Copy each line exactly, starting with the one that contains "of the standing" and stopping after the last line of the material below, with nothing else.

↓

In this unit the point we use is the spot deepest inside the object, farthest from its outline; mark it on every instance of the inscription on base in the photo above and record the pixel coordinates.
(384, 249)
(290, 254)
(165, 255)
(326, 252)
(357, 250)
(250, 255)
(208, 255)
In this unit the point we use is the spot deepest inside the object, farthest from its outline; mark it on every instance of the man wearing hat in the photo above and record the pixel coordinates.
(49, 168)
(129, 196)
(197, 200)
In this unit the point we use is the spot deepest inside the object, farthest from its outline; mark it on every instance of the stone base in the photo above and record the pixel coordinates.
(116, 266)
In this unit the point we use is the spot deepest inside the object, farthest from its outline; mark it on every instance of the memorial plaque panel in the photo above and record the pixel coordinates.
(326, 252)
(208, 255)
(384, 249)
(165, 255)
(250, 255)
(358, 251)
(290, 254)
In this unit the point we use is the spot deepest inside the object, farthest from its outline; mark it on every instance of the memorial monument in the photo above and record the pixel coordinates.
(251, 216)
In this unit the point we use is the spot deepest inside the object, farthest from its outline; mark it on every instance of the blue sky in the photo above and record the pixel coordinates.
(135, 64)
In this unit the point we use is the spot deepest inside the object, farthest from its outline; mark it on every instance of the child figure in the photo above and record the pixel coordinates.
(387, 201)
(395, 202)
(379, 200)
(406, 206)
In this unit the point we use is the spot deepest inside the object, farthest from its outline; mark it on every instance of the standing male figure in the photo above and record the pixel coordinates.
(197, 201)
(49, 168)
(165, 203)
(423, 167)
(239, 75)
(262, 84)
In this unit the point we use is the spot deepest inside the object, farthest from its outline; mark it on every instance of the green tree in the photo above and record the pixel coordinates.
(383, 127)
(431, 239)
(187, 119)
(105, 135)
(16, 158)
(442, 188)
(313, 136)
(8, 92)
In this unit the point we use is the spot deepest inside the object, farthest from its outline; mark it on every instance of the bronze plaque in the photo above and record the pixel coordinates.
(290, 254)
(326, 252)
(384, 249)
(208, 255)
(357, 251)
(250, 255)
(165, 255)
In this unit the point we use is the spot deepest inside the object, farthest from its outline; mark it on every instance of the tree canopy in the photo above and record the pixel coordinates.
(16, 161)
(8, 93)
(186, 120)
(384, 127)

↑

Task answer —
In this unit the point we use is the spot deepest inside the object, farthest from its outline; mark it on every instance of the standing male figure in the photo above and record the pixel coordinates.
(197, 201)
(49, 168)
(165, 203)
(423, 167)
(239, 75)
(262, 84)
In this unit the point we use is the spot deepest inside the object, farthest from its outline; mark it on every instance of the green tree in the photo above and record the pixel coordinates.
(383, 127)
(431, 239)
(187, 119)
(105, 135)
(16, 158)
(442, 188)
(313, 136)
(8, 92)
In this unit the point we use is the spot deepest inside the object, farthest from its outline; mark it on every instance of the bronze plaque in the photo above and record the pixel coordinates.
(290, 254)
(326, 252)
(384, 249)
(208, 255)
(357, 251)
(250, 255)
(165, 255)
In this unit the point we use is the spot deepest inside the object, farthest from its outline; mark it on every instance of the tree canopy in the photo above and record the pixel coordinates.
(16, 161)
(8, 93)
(186, 120)
(384, 127)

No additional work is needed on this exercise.